====== Selected text ======

BEIRA, Mozambique – As floodwaters began to recede in parts of Mozambique on Friday, fears rose that the death toll could soar as bodies are revealed.
The number of deaths could go beyond the 1,000 predicted by the country’s president earlier this week, said Elhadj As Sy, secretary-general of the International Federation of Red Cross and Red Crescent Societies. The confirmed number of people killed in Mozambique and neighboring Zimbabwe and Malawi climbed past 600.
In addition to worries about the number of dead, As Sy said that the humanitarian needs are great. “They are nowhere near the scale and magnitude of the problem,” As Sy said. “And I fear we will be seeing more in the weeks and months ahead, and we should brace ourselves.”
Thousands of people were making a grim voyage toward the city of Beira, which although 90 percent destroyed has become a center for frantic rescue efforts throughout the region.
Some walked along roads carved away by the raging waters a week ago. Others, hundreds of them, were ferried in an extraordinary makeshift effort by local fishermen who plucked stranded people from small islands.
Helicopters set off into the rain for another day of efforts to find people.
For those who reach Beira with their few remaining possessions, life is grim. Waterborne diseases are a growing concern as water and sanitation systems were largely destroyed.

======

_Action item_. Continue the news report on the Mozambique floods, picking up after its last sentence. The lines that come next can be ignored.

====== Dataset excerpts ======

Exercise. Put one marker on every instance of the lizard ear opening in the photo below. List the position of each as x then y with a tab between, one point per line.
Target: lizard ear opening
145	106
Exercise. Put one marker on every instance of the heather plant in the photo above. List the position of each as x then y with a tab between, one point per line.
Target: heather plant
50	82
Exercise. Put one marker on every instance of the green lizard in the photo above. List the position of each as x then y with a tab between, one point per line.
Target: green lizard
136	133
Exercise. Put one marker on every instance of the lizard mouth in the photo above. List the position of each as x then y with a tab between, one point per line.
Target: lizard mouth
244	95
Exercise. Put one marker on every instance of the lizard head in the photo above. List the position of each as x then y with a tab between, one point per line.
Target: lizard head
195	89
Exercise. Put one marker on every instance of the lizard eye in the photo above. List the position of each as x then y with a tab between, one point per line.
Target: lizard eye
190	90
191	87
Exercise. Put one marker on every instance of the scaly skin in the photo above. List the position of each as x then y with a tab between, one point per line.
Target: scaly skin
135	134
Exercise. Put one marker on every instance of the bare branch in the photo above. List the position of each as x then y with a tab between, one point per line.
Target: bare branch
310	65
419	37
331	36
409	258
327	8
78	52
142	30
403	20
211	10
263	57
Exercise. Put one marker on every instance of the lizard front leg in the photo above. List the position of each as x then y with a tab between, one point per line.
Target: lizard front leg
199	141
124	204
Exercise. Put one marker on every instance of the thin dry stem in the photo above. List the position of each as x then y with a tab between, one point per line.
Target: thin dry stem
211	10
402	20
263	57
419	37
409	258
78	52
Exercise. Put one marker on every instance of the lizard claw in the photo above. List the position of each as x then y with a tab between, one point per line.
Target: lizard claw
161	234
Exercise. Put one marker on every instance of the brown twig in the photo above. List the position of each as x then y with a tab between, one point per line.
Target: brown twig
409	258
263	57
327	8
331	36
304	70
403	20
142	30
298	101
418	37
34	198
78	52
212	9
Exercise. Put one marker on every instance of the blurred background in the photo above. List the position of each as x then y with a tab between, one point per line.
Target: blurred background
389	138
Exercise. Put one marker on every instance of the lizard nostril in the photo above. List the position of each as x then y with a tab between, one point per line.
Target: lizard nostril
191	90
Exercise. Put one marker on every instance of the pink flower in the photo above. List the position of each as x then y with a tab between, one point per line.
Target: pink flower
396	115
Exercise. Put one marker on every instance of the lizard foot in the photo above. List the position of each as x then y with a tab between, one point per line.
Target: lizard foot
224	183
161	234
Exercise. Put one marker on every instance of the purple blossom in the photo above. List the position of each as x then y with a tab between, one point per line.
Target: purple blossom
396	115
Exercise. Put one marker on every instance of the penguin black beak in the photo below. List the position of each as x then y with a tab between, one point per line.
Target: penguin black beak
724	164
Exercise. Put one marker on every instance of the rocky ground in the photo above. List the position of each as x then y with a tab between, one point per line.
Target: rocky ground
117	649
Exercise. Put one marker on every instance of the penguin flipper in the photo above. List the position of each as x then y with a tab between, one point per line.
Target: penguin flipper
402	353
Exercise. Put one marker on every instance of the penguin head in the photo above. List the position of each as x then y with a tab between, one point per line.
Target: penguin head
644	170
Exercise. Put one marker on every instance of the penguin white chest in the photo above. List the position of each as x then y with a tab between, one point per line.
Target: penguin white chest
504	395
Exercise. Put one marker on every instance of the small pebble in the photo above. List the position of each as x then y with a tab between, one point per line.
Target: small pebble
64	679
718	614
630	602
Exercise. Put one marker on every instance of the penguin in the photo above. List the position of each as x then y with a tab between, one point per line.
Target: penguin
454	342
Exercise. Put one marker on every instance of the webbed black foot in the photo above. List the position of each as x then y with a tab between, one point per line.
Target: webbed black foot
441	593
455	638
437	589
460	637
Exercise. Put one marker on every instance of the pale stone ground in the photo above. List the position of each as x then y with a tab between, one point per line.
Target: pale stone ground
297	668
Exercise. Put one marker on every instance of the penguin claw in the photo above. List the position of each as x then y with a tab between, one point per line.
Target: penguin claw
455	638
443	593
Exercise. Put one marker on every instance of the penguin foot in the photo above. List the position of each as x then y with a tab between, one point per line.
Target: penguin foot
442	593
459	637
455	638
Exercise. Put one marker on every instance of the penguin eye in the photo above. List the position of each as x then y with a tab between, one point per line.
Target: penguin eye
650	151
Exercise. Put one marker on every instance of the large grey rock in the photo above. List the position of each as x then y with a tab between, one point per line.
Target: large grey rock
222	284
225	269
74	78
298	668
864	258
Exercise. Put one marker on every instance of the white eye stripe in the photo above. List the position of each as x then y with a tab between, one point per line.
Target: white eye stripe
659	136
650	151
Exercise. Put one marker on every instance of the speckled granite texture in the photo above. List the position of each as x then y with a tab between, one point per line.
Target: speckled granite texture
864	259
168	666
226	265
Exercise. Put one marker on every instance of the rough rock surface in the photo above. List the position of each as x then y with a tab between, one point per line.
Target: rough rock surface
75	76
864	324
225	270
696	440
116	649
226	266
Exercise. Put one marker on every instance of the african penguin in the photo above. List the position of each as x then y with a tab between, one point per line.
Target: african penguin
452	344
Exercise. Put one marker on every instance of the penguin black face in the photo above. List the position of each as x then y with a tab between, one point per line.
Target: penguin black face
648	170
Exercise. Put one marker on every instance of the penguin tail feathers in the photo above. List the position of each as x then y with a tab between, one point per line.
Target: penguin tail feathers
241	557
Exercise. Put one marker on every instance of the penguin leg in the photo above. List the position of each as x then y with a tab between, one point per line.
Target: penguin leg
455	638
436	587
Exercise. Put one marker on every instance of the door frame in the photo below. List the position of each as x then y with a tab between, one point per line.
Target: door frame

======

_Written reply_.
“The situation is simply horrendous, there is no other way to describe it,” As Sy said after touring transit camps for the growing number of displaced. “Three thousand people are living in a school that has 15 classrooms and six, only six, toilets. You can imagine how much we are sitting on a water and sanitation ticking bomb.”
What moved him the most was the number of children without their parents, separated in the chaos or orphaned.
“Yesterday [we] did a reconnaissance and we found another [inland] lake. So we are still very early in the phase of identifying what the scope of this is, who is affected and how many are lost,” said Emma Batey, coordinator for the consortium of Oxfam, CARE and Save the Children.
Luckily, the area is a national park and less densely populated, she said. Still, “there were devastatingly small amounts of people.”
More people were airlifted out on Friday: “We’re only picking up those in absolute dire need,” she said.
Pedro Matos, emergency coordinator for the World Food Program, said that what rescuers are seeing is “sometimes it’s just a hut completely surrounded by water.”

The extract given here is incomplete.